(Region labeling listing)
* * * * *

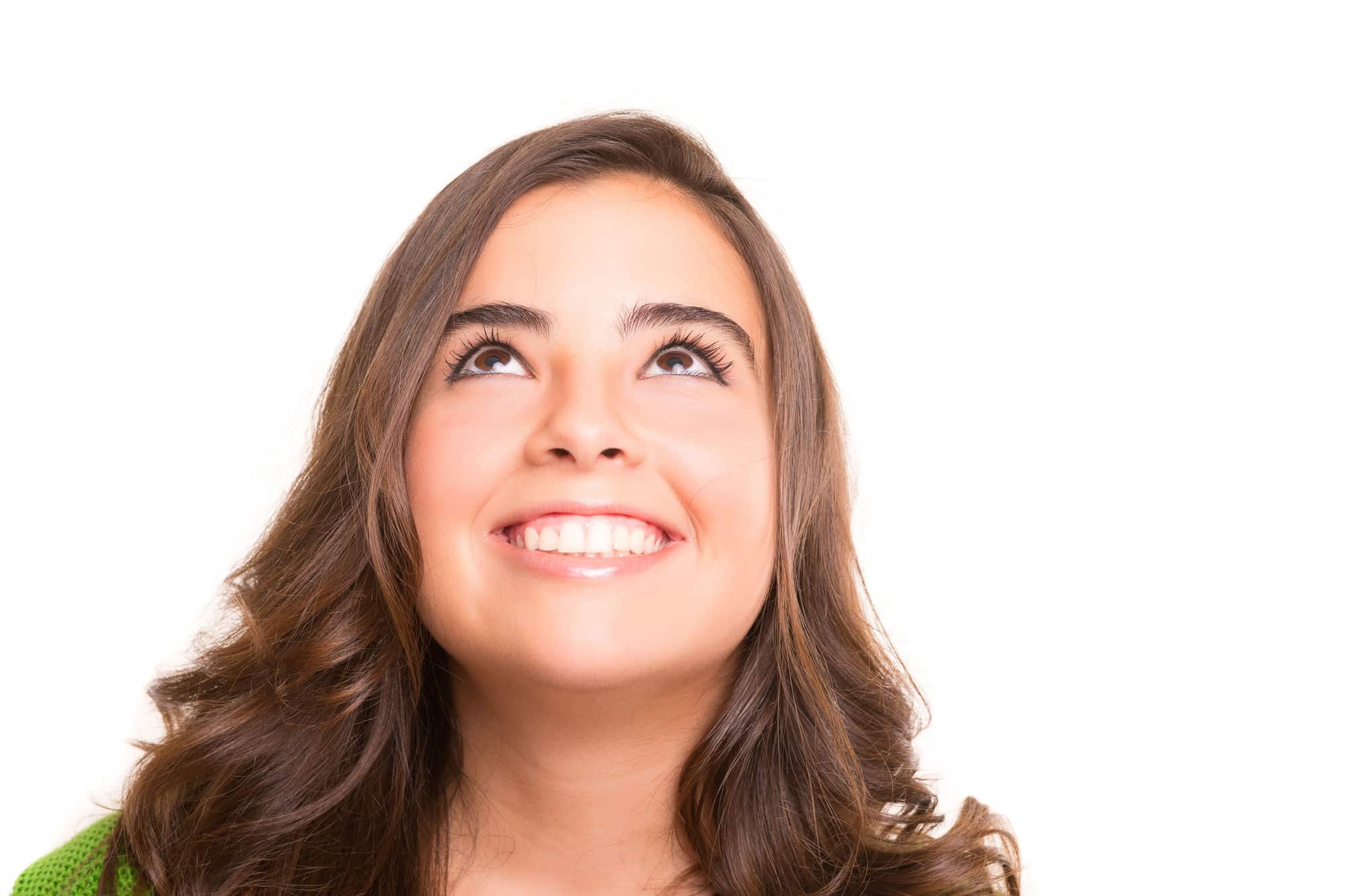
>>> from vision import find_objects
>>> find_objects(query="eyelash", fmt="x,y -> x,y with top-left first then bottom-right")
444,328 -> 733,382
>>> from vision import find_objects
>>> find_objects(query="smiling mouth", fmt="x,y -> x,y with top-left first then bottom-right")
492,514 -> 682,559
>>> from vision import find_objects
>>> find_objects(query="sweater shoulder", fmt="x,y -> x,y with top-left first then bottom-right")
11,813 -> 147,896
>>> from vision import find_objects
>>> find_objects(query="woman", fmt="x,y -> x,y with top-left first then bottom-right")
17,112 -> 1020,896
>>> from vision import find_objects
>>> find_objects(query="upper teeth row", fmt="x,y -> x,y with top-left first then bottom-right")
510,520 -> 667,556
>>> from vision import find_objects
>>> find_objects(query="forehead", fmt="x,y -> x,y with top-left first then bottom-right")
459,175 -> 764,339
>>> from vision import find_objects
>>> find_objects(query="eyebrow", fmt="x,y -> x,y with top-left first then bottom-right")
443,301 -> 760,378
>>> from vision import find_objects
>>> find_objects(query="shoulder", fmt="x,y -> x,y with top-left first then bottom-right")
11,813 -> 147,896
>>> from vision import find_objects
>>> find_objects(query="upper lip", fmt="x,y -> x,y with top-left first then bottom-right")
492,499 -> 686,541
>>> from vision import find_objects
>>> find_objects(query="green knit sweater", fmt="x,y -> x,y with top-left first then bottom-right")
11,813 -> 153,896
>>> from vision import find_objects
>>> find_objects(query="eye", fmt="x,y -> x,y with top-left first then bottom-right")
444,331 -> 733,384
646,340 -> 722,379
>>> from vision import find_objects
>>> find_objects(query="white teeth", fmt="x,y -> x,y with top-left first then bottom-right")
510,520 -> 666,557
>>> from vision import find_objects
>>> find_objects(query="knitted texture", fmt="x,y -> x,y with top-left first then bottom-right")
11,813 -> 153,896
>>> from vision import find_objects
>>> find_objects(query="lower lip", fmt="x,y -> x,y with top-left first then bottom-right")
487,532 -> 686,579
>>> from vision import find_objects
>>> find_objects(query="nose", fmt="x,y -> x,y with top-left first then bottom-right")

* * * * *

Please copy the listing from its beginning through the line containing "646,340 -> 722,379", and leave the pictures out of your copy.

>>> from vision import find_objects
>>> find_objects(query="eyelash", fmt="x,y -> x,y with top-left first then bottom-right")
444,328 -> 733,382
>>> from vision import find_objects
>>> find_objects(query="smiling mouth", fmt="x,y -> x,y with top-left first then bottom-right")
492,514 -> 682,559
>>> from vision import find_objects
>>> find_objects(query="sweater shoulder", fmt="x,y -> x,y with top-left first then bottom-right")
11,813 -> 147,896
>>> from vision import find_objects
>>> find_objects(query="woman", fmt="x,y -> x,y with top-left first then bottom-right")
17,112 -> 1020,896
>>> from vision import find_objects
>>> find_objects(query="upper teeth row", fmt="x,y -> x,y with top-left first then bottom-right")
510,520 -> 667,556
>>> from vision import find_objects
>>> find_objects(query="forehead", fmt="x,y -> x,y with top-left first then bottom-right")
459,175 -> 764,339
>>> from vision import find_objects
>>> find_objects(query="eyebrow", fmt="x,y -> x,y with top-left first then bottom-right")
443,301 -> 760,378
>>> from vision import find_objects
>>> find_objects(query="shoulder", fmt="x,y -> x,y with top-left first then bottom-right")
11,813 -> 147,896
>>> from vision import find_objects
>>> find_objects(query="upper lip", fmt="x,y -> x,y with top-left first then bottom-right")
492,499 -> 686,541
>>> from vision import find_objects
>>> find_objects(query="green knit sweater", fmt="x,y -> x,y with top-left first then bottom-right")
11,813 -> 153,896
>>> from vision import find_objects
>>> find_objects(query="eye", fmt="x,y -> x,y with top-left first then bottom-right")
444,331 -> 733,384
646,340 -> 722,379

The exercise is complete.